* Start PROVIDED PASSAGE *
The gathering of people in Budapest was effectively the first attempt to give form and relevance to the archetypal 'policy-making' encounter explored in Herman Hesse's Magister Ludi and other less known works (cf Alan Dean Foster: Game Players of Zan). The concern was to build an alliance of art, literature and spirituality in response to the challenge of both human survival and evolution, whether individual or collective.

The distinguishing feature of the gathering was the manner in which insights from the process of artistic creativity were embodied in the organization and processes of the event -- considered as the 'material' constraining and inspiring the artistic possibilities of the moment. The intent was to use the gathering itself to engender an 'elixir of transformation' from which wider society could benefit. This could only be done by acting with presence in the moment to give appropriate form to what could be more widely shared.

The gathering acknowledged the trap of conventional meetings in which representatives of various perspectives make presentations in an effort to design and colonize the future of others who cannot be present. The failure to creatively manifest new behaviour and organization in such meetings has been reflected in the subsequent failure of their work in responding to the challenges of wider society. Recognizing that a 'A trap is a function of the nature of the trapped' (Geoffrey Vickers), the transformative challenge was seen to lie in co-creating in the present. Instead of seeking to avoid this trap, the meeting sought to integrate the behaviours associated with the trap into new understanding.
* End PROVIDED PASSAGE *
* Start LISTED ENTRIES *
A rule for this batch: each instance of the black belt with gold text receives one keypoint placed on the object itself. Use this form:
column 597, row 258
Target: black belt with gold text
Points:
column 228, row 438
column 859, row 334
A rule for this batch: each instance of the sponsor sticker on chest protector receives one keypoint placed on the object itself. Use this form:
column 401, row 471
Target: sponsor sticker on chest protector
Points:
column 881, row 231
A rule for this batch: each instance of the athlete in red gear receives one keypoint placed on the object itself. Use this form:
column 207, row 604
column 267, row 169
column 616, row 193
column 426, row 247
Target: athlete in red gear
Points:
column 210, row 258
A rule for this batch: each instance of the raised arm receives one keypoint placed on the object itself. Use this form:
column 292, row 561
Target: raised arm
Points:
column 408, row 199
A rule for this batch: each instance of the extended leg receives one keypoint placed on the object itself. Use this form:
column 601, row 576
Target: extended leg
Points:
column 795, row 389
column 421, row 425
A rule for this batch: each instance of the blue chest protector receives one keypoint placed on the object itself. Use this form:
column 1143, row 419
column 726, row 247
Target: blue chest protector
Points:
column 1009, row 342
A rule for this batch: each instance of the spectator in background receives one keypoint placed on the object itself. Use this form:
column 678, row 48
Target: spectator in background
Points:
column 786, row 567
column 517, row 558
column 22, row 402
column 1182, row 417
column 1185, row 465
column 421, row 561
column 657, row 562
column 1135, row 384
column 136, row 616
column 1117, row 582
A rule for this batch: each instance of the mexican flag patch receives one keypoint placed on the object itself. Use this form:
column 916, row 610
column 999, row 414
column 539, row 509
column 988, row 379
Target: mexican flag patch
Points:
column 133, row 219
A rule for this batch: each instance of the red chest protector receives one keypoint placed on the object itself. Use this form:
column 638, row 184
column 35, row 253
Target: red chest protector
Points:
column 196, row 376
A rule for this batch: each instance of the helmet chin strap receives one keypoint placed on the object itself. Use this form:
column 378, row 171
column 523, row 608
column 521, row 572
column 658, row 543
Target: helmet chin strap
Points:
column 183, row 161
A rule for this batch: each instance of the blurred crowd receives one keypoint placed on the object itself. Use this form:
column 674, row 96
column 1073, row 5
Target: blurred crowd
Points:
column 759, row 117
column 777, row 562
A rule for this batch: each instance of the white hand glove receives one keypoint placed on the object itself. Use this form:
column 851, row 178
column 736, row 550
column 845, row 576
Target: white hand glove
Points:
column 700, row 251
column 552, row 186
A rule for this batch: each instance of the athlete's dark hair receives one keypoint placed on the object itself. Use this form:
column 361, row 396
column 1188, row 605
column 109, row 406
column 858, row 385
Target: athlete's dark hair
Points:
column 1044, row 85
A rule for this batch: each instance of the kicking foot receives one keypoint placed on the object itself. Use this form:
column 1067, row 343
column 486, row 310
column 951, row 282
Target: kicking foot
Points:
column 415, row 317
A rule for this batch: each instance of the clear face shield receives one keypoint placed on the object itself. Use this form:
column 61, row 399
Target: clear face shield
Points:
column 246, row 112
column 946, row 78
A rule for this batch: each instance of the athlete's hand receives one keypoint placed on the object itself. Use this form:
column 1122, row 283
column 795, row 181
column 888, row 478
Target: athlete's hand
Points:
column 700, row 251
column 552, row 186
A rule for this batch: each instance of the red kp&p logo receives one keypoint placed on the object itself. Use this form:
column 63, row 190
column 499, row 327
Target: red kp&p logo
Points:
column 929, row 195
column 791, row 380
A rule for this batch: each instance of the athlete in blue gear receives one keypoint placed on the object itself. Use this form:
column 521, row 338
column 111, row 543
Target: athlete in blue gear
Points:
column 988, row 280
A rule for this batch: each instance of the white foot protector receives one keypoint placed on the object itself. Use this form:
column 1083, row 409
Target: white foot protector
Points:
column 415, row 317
* End LISTED ENTRIES *
• SHORT EXERCISE 1: Reproduce the part of the passage on the Budapest gathering that opens with the words "The gathering of" and closes with "individual or collective.".
• SHORT EXERCISE 2: According to the passage on the Budapest gathering, to whom is the statement that a trap is a function of the nature of the trapped attributed?
• SHORT EXERCISE 3: Write what comes next in the passage on the Budapest gathering, continuing from its final sentence.

• WRITTEN RESPONSE 1:
The gathering of people in Budapest was effectively the first attempt to give form and relevance to the archetypal 'policy-making' encounter explored in Herman Hesse's Magister Ludi and other less known works (cf Alan Dean Foster: Game Players of Zan). The concern was to build an alliance of art, literature and spirituality in response to the challenge of both human survival and evolution, whether individual or collective.

• WRITTEN RESPONSE 2: Geoffrey Vickers

• WRITTEN RESPONSE 3:
Explanations of such a catalytic event are themselves misleading traps. Any such attempt -- as an ex-planation --effectively displaces the focus of attention out of the grounded plane of the present moment from which it derived both its essential meaning and its wider significance. How indeed does art both carry the insights of the spirit and entrain more fruitfully transformative behaviour -- and the social and conceptual organization to sustain it?

The diversity of perspectives present in the configuration of insights assembled at Budapest was therefore a challenge to any understanding of what was occurring. Any understanding depended upon the capacity of the attentive individual to integrate this diversity into a meaningful pattern whose nature necessarily transcended those perspectives. The transformative effect of the gathering lay in the manner in which a participant's awareness was entrained by the interference effects, harmonies and oppositions that gave structure to that configuration of perspectives.

The 'effect' of the gathering on wider society lay in the transformation it engendered in those who subsequently endeavoured to understand what had occurred in the light of the various 'products' that appeared to emanate from the gathering. In several senses, it was the meeting itself that was both 'the message' and a transformative catalyst.